--- START DATASET RECORDS ---

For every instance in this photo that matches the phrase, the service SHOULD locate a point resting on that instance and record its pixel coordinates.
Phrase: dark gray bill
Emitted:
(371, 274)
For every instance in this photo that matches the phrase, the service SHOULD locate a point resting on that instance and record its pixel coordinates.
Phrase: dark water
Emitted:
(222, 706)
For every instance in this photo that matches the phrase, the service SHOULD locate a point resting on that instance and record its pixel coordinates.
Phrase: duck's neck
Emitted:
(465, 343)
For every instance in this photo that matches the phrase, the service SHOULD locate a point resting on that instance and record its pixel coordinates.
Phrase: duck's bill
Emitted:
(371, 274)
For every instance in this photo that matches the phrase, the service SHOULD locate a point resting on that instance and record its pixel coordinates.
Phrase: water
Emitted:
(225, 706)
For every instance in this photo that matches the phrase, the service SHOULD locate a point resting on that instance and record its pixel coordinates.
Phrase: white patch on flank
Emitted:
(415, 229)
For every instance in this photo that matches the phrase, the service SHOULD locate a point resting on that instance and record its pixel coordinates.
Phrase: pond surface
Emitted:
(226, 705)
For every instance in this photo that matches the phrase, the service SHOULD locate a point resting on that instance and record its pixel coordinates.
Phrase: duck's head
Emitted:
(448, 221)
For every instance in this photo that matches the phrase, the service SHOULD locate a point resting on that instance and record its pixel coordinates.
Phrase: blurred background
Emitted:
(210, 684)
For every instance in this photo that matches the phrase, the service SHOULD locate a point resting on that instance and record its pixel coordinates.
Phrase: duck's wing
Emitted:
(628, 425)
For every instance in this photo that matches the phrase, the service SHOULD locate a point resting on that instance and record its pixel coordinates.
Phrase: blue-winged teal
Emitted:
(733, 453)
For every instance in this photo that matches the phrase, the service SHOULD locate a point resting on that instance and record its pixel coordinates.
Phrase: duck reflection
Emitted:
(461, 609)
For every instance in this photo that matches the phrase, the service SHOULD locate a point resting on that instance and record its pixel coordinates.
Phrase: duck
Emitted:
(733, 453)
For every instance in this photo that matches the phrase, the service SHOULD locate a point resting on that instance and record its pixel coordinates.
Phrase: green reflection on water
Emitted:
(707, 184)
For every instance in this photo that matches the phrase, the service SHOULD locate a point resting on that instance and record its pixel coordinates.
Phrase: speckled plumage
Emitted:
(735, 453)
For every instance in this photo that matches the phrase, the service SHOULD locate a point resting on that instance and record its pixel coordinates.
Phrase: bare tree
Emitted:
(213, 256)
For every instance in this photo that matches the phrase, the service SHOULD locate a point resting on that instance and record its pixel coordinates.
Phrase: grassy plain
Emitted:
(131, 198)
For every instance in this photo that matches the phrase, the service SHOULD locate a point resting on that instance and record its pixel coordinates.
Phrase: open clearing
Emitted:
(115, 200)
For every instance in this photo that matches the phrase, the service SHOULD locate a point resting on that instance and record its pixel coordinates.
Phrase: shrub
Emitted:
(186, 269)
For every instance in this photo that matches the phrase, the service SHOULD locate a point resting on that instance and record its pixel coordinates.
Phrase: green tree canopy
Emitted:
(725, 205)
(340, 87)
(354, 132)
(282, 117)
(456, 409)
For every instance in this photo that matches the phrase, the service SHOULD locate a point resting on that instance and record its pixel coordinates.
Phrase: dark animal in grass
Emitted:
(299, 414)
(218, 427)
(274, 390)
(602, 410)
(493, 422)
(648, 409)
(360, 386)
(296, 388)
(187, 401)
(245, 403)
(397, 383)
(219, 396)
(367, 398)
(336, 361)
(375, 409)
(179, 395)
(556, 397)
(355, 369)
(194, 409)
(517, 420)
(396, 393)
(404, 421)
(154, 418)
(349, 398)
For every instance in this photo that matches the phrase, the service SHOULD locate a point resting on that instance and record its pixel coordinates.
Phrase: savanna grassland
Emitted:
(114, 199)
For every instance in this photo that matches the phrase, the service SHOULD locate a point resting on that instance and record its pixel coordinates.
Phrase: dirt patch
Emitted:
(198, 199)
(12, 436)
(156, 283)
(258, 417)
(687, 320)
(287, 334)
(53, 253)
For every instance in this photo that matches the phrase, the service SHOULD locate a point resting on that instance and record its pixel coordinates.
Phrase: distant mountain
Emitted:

--- END DATASET RECORDS ---

Copy out the whole listing exactly as written.

For every instance in this photo that matches the phrase, the service SHOULD locate a point resting on that instance and record its pixel coordinates.
Phrase: dark gray bill
Emitted:
(371, 274)
For every instance in this photo that matches the phrase, the service SHOULD locate a point resting on that instance and record its pixel coordinates.
Phrase: dark water
Emitted:
(222, 706)
For every instance in this photo that matches the phrase, the service SHOULD locate a point resting on that instance and record its pixel coordinates.
Phrase: duck's neck
Emitted:
(465, 343)
For every instance in this photo that matches the phrase, the service SHOULD locate a point resting on that instance and record its pixel coordinates.
Phrase: duck's bill
Emitted:
(371, 274)
For every instance in this photo that matches the phrase, the service SHOULD locate a point resting on that instance and record its pixel coordinates.
Phrase: water
Emitted:
(225, 706)
For every instance in this photo that matches the phrase, the service SHOULD locate a point resting on that instance and record its pixel coordinates.
Phrase: white patch on flank
Emitted:
(415, 229)
For every instance in this photo that matches the phrase, the service SHOULD locate a point resting on that instance and record its pixel coordinates.
Phrase: pond surface
Emitted:
(226, 705)
For every instance in this photo that matches the phrase, the service SHOULD locate a point resting on that instance and record its pixel coordinates.
Phrase: duck's head
Emitted:
(448, 221)
For every instance in this photo that matches the phrase, the service SHOULD locate a point resting on that instance and record its pixel coordinates.
Phrase: blurred background
Emitted:
(210, 684)
For every instance in this photo that matches the phrase, the service SHOULD locate a point resting on that instance and record its pixel coordinates.
Phrase: duck's wing
Emitted:
(628, 425)
For every instance in this photo that matches the phrase, the service SHOULD locate a point resting on that instance and record its pixel coordinates.
Phrase: blue-winged teal
Emitted:
(733, 453)
For every instance in this photo that matches the phrase, the service SHOULD locate a point resting on that instance and record its pixel coordinates.
Phrase: duck reflection
Emitted:
(461, 609)
For every instance in this photo that matches the phrase, the service SHOULD locate a point resting on that instance and record its pixel coordinates.
Phrase: duck
Emitted:
(733, 453)
For every instance in this photo that matches the phrase, the service SHOULD locate a point resting on that instance and record its pixel coordinates.
Phrase: green reflection on water
Emitted:
(707, 184)
For every instance in this photo that matches the phrase, the service SHOULD locate a point resting on that instance and record its pixel coordinates.
Phrase: speckled plumage
Emitted:
(735, 453)
For every instance in this photo that matches the phrase, the service SHOULD locate a point resting on that instance and record its pixel coordinates.
Phrase: bare tree
Emitted:
(213, 256)
For every instance in this photo that matches the phrase, the service SHOULD locate a point resting on that instance and record its pixel coordinates.
Phrase: grassy plain
Emitted:
(131, 198)
For every instance in this photo that matches the phrase, the service SHOULD locate a point resting on that instance and record its pixel coordinates.
Phrase: open clearing
Emitted:
(115, 200)
For every instance in this photo that matches the phrase, the service SHOULD locate a point resting on that instance and record its pixel coordinates.
Phrase: shrub
Emitted:
(186, 269)
For every instance in this photo that matches the phrase, the service SHOULD locate a point resting on that instance and record its pixel coordinates.
Phrase: green tree canopy
Emitted:
(725, 205)
(340, 87)
(354, 132)
(282, 117)
(456, 409)
For every instance in this photo that matches the phrase, the service SHOULD locate a point resting on that instance and record its pixel coordinates.
Phrase: dark animal in grass
Emitted:
(299, 414)
(218, 427)
(274, 390)
(602, 410)
(493, 422)
(648, 409)
(360, 386)
(296, 388)
(187, 401)
(245, 403)
(397, 383)
(219, 396)
(367, 398)
(336, 361)
(375, 409)
(179, 395)
(556, 397)
(355, 369)
(194, 409)
(517, 420)
(396, 393)
(404, 421)
(154, 418)
(349, 398)
For every instance in this photo that matches the phrase, the service SHOULD locate a point resting on that instance and record its pixel coordinates.
Phrase: savanna grassland
Emitted:
(114, 199)
For every instance in this photo that matches the phrase, the service SHOULD locate a point resting on that instance and record its pixel coordinates.
Phrase: dirt patch
Emitted:
(198, 199)
(12, 436)
(156, 283)
(258, 417)
(687, 320)
(287, 334)
(53, 253)
For every instance in this photo that matches the phrase, the service SHOULD locate a point resting on that instance and record its pixel coordinates.
Phrase: distant mountain
Emitted:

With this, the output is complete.